Stored data entries:

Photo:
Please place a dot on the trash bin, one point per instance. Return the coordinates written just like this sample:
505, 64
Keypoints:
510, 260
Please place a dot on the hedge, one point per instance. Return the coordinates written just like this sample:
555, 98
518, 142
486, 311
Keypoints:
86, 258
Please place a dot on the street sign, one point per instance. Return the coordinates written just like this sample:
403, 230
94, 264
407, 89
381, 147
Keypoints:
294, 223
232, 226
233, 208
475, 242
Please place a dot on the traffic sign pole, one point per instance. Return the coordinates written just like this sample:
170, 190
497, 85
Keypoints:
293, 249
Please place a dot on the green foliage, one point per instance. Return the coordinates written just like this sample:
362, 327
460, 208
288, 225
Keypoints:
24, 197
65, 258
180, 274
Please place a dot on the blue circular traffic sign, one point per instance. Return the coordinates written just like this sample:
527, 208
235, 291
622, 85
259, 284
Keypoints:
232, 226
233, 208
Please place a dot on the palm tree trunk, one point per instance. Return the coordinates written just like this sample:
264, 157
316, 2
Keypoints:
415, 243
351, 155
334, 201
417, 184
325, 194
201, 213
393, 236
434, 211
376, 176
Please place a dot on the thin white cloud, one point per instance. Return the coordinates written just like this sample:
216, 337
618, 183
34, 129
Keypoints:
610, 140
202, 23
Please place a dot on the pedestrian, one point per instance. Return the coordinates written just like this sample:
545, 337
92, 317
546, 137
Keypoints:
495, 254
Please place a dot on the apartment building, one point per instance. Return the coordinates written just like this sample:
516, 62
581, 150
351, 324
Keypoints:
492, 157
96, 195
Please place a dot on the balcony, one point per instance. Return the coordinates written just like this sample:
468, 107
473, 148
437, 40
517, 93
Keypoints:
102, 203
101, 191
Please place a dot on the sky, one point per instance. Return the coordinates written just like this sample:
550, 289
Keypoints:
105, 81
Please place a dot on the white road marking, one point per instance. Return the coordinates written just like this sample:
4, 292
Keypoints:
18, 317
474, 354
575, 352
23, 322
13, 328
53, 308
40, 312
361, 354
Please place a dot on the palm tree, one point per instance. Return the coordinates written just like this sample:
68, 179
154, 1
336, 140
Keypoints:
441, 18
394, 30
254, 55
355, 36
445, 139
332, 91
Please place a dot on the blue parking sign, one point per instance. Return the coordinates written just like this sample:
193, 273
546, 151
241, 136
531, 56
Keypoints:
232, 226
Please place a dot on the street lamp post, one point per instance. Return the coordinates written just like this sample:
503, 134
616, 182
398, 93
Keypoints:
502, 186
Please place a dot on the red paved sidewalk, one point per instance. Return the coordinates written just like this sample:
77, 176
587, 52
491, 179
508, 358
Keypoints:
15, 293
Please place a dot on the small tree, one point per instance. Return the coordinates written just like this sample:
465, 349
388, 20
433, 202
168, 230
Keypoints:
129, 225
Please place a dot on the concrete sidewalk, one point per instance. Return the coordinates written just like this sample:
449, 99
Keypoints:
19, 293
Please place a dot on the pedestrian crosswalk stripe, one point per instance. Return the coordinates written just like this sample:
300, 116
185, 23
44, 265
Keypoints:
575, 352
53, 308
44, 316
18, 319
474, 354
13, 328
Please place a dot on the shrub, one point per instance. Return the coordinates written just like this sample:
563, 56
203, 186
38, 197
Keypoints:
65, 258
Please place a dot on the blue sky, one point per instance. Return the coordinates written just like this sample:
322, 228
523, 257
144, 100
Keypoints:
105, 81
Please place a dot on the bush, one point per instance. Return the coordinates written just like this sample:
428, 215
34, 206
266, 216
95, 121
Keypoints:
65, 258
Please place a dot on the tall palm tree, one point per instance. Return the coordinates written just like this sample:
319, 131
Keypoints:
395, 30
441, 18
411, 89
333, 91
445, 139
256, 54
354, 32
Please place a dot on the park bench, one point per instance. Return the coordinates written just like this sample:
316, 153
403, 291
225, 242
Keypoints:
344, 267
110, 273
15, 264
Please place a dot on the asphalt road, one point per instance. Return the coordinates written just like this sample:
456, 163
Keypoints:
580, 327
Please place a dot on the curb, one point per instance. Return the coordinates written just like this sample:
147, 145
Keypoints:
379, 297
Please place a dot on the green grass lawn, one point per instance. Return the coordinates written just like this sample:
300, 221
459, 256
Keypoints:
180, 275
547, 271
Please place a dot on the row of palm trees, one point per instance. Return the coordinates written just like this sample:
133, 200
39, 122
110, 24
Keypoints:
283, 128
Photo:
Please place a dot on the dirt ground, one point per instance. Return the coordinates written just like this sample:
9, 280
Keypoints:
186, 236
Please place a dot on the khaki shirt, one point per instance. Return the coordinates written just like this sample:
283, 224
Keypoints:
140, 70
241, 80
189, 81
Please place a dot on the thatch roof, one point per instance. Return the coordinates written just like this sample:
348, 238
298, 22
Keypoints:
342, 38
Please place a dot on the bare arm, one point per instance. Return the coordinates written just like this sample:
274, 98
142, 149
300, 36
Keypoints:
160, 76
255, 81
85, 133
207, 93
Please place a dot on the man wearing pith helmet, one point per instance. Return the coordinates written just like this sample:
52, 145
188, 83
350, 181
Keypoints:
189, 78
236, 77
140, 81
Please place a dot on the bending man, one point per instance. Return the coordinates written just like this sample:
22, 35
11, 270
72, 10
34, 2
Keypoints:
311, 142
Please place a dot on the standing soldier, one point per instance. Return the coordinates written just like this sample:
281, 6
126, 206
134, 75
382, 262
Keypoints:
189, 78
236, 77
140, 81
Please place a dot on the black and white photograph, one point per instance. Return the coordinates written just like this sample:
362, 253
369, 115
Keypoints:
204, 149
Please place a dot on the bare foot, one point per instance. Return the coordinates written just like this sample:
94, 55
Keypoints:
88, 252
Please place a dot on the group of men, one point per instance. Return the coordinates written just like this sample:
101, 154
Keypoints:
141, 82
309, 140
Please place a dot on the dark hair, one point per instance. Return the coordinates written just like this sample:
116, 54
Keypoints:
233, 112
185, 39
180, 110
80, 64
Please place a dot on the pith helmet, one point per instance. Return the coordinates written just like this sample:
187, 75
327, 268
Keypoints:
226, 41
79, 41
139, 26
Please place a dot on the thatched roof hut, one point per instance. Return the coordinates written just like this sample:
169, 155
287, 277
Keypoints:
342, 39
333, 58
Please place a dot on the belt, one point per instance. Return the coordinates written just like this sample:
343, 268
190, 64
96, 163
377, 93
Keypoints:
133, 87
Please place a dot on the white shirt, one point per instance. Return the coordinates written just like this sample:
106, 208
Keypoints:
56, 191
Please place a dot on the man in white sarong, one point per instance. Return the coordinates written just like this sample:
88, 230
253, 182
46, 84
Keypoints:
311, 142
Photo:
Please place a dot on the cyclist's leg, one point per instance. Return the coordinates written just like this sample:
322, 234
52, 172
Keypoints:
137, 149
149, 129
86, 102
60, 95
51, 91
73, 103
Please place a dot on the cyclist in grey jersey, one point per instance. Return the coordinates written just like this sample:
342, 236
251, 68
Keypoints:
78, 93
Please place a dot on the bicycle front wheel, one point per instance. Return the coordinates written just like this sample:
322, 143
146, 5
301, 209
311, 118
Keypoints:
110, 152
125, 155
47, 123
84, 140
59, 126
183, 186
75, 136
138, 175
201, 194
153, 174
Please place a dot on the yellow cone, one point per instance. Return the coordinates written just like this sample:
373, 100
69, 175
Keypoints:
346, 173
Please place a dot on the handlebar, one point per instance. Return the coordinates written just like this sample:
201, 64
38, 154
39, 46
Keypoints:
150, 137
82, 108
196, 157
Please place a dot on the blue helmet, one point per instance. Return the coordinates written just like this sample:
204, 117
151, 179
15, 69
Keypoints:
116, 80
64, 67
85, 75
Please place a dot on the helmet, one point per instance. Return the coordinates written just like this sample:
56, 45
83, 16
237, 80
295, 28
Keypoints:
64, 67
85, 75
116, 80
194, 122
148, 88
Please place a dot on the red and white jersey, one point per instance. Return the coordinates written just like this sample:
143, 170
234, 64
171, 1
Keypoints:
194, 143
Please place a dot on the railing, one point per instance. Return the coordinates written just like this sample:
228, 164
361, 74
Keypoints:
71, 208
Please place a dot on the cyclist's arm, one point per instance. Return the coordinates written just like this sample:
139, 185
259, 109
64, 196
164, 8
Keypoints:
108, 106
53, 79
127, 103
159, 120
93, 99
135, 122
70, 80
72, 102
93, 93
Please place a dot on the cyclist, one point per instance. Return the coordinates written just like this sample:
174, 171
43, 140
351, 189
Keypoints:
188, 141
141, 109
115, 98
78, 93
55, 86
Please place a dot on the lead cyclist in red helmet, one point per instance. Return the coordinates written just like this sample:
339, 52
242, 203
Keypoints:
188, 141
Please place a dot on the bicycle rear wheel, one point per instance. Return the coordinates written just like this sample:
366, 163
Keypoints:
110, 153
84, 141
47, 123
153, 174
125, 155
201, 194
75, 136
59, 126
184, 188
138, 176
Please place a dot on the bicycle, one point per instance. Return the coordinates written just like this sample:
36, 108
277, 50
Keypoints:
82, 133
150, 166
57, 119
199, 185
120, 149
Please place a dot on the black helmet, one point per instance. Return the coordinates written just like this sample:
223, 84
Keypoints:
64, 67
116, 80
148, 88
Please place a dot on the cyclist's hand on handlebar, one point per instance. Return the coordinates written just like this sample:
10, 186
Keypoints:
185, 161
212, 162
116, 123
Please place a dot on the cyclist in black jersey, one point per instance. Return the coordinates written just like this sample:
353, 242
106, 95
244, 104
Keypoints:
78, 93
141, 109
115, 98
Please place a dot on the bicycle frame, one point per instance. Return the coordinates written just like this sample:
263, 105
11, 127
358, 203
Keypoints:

◆ **WORK ITEM**
Look through the records and copy down every line that holds "pedestrian".

◆ **COMPLETED EXERCISE**
Please place a dot on the pedestrian, one point per instance. Return the coordinates written just like this sample:
Please place a dot on the pedestrian crosswalk stripe, one point per instance. Return the coordinates written just like this sample:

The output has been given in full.